**Working data:**
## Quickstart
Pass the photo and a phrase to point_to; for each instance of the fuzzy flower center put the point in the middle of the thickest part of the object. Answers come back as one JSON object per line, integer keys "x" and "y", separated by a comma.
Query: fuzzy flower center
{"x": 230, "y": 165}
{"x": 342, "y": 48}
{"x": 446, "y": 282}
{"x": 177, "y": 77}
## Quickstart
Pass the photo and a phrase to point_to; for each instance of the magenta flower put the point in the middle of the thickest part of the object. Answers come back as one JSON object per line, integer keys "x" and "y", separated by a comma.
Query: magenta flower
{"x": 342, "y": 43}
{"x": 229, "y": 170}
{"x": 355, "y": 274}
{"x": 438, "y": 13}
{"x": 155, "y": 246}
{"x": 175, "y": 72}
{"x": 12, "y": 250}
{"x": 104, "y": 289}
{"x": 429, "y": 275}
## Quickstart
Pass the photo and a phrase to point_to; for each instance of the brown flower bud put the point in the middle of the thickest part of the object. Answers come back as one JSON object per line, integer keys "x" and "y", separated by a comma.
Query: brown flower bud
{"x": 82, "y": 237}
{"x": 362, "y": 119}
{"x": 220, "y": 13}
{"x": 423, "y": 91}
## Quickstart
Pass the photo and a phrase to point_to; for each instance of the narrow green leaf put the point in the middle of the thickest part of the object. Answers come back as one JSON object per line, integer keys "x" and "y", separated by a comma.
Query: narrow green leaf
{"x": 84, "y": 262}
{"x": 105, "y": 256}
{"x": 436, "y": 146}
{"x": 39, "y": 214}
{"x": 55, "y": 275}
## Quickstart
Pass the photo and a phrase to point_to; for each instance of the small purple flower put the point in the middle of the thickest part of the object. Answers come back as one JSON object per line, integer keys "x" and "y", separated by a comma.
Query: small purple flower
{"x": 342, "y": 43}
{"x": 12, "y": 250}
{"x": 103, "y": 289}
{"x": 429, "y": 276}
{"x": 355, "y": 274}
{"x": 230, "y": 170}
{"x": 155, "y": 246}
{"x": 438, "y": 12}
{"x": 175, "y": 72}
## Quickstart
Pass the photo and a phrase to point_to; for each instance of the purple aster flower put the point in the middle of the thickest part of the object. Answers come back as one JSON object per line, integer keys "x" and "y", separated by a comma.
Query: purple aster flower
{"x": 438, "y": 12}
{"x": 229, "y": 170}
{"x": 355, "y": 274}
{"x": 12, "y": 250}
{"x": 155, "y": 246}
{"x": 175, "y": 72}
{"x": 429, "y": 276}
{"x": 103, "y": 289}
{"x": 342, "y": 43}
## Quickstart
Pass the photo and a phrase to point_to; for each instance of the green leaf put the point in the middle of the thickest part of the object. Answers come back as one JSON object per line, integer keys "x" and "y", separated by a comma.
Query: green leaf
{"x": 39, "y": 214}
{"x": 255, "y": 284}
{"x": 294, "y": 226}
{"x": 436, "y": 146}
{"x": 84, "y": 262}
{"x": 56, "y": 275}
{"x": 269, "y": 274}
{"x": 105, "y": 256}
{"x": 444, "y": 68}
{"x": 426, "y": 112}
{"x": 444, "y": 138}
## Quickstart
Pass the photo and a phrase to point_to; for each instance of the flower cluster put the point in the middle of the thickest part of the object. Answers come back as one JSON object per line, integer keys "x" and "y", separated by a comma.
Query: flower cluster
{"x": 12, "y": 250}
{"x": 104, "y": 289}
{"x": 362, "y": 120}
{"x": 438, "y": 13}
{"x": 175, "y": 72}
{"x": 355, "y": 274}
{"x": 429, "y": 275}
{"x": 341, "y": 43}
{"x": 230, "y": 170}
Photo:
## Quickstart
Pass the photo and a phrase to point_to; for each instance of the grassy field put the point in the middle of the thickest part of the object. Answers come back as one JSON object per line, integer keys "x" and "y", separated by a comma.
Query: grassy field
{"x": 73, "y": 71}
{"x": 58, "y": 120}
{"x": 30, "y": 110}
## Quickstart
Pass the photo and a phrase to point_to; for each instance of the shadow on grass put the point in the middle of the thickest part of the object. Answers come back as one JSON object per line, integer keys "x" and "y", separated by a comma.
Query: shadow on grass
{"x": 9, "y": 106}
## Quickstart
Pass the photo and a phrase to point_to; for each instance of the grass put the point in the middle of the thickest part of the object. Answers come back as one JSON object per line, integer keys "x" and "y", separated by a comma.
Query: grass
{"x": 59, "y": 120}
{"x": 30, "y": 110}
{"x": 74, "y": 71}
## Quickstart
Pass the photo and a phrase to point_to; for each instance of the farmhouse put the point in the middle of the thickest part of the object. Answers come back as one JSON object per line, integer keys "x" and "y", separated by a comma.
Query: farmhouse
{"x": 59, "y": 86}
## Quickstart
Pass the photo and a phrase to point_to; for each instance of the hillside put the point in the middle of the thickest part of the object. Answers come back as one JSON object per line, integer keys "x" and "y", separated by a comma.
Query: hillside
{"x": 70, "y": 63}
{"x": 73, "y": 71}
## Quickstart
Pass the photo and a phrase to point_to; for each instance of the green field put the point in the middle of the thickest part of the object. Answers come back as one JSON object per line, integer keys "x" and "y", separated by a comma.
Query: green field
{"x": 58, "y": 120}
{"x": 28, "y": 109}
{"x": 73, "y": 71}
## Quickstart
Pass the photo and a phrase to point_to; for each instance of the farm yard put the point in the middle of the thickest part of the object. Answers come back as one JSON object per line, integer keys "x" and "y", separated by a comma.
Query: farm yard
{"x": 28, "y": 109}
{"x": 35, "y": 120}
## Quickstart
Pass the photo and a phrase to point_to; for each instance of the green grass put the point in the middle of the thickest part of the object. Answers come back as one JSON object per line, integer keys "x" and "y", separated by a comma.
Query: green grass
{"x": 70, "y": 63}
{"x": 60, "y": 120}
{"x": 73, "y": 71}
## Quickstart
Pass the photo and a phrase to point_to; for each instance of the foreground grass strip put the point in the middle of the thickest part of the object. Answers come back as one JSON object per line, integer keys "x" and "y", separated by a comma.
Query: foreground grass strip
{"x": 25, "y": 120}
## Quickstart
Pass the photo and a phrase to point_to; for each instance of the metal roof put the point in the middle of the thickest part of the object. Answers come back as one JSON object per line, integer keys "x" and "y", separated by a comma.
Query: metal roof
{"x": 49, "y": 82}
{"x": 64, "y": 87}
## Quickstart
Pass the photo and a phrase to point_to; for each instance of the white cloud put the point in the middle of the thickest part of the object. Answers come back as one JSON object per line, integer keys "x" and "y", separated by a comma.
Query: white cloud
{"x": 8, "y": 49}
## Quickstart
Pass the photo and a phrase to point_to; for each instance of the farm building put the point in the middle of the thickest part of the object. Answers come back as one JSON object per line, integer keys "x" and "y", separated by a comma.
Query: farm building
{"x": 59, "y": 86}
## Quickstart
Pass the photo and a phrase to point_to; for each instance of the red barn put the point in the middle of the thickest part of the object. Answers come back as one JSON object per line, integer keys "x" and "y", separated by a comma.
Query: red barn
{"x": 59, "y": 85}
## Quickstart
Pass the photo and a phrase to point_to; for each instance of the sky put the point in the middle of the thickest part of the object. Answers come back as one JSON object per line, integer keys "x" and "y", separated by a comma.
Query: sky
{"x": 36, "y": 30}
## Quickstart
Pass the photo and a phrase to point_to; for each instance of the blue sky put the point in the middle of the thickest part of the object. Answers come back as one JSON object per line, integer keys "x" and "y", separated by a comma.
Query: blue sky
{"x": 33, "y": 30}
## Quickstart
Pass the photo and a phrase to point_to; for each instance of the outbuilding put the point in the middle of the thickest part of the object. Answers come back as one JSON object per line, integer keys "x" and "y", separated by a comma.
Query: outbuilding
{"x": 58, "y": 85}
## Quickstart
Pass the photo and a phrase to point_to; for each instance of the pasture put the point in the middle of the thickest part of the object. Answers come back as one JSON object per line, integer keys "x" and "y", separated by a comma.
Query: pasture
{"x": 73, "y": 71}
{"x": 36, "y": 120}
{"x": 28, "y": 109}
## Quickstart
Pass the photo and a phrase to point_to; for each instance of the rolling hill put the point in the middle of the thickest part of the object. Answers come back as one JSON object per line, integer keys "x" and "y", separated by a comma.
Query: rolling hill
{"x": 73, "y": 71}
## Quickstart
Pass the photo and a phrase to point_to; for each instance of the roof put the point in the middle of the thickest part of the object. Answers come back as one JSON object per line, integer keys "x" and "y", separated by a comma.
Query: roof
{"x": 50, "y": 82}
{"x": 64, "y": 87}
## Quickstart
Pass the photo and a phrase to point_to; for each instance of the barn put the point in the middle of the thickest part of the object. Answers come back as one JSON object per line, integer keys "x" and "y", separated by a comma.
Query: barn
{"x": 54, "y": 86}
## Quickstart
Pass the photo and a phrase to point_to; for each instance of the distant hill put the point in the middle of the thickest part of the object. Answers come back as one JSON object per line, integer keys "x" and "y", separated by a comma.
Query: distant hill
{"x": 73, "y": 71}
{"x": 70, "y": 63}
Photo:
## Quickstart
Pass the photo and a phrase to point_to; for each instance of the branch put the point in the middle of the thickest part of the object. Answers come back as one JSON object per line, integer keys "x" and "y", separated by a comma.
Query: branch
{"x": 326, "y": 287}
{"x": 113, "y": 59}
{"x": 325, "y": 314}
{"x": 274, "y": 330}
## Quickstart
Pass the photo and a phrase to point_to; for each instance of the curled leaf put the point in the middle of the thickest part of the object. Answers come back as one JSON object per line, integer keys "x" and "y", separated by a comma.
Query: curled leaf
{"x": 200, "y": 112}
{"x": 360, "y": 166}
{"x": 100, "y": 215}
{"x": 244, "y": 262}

**What to produce:** Please reproduce, exactly as they appear above, the lines from the line containing "Query: green field" up to and including the line containing "the farm yard".

**Answer box:**
Query: green field
{"x": 58, "y": 120}
{"x": 28, "y": 109}
{"x": 73, "y": 71}
## Quickstart
Pass the photo and a phrase to point_to; for each instance of the farm yard put the point in the middle of the thickest part of the object. Answers come back as one JSON object per line, integer keys "x" and "y", separated by a comma.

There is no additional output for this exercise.